Everything was fine and it was splendid to see Lily and Jessie and Gibson and August and Magnolia, and our pizza and salad at Uncle Maddio's was delicious as always and Costco was fine with many of Gibson's favorite foods being sampled including steamed dumplings and macaroni and cheese AND fried mozzarella sticks but it all just left me jangling and janky and ready to get back to the peace of Lloyd and my own little place in it. I had to go to Publix on my way home because I didn't want to buy a flat of pinto beans, merely a bag of them, and so I stopped there too, and forgot the damn milk. I almost forgot the bananas and I only went in there for those three specific things- beans, milk, bananas.

You know those articles on Facebook with titles like, "Normal aging or dementia? Check out these five symptoms to help you tell the difference."
Well, I don't click on them because I DON'T WANT TO KNOW. It's like- why would anyone in the world go to a fortune teller or a psychic? If they're shite, then it's a waste of money. If they're real, again, I DON'T WANT TO KNOW.
I mean, it all ends in death, no matter what. It's merely the details that we don't know.
And thank you, no. I'd rather not unless I can be told for certain sure without a doubt in this universe that I'm going to die happily in my sleep while having the most delicious dream ever dreamed.
Which is impossible.

What was I talking about? Oh yeah. Forgetting things.
I do that a lot.
But you know, there are a lot of things I don't forget. Here are a few:

1. Taking care of my grandchildren when I am needed.
2. Picking up my grandchildren if I am needed.
3. Letting my chickens out in the morning.
4. Putting them up at night.
5. How to cook.
6. How to get to Publix.
7. How to get to the library.
8. How to do laundry.
9. To set the coffee at night so it will be ready in the morning.
10. To never run out of coffee or toilet paper.

I figure if I can do all of that, it'll all be okay. For awhile, at least, and as long as I remember my husband's name.
And my own name.

Well, this has been a cheery fucking post, hasn't it?

I'm sorry but that's just part of the reality of growing older. Maybe tomorrow I'll talk about skin issues and what it's like to bleed every time you scratch an ant bite a little too vigorously or bump a knuckle on something.

Unless I die peacefully in my cozy bed tonight. In which case it will all be a moot point.

Love...Ms. Moon

P.S. If there's anything I do enjoy about aging, it is of course grandchildren.


The rat tail brothers and their baby sister, going to the library.

> _WHAT YOU SHOULD DO_
Answer these questions about the post on forgetting and growing older.
(a) What three things did the writer go into Publix to buy?
(b) Which two items does the writer's list say never to run out of?
(c) What does the writer name as the thing enjoyed about aging?

> _STORED DATA_
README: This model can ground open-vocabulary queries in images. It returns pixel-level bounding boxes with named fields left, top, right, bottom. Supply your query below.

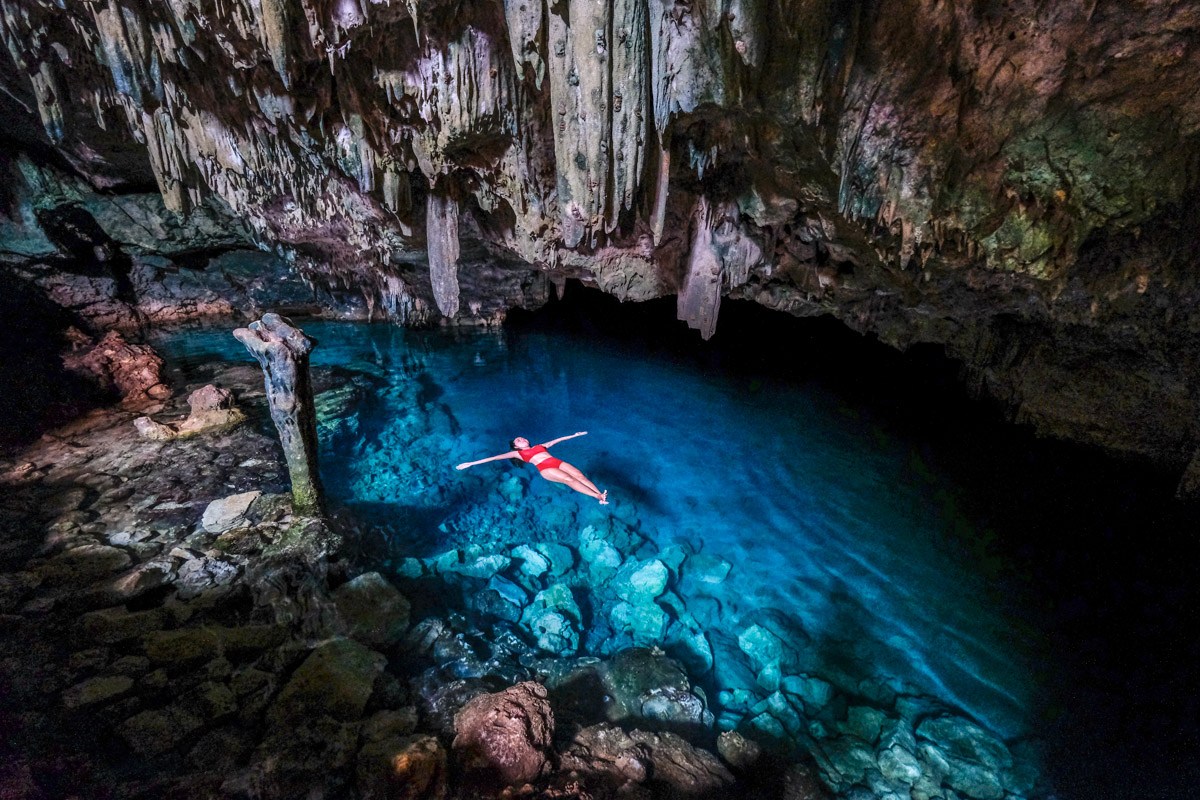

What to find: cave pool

> _COMPLETED TASK_
(a) Beans, milk, and bananas.
(b) Coffee and toilet paper.
(c) Grandchildren.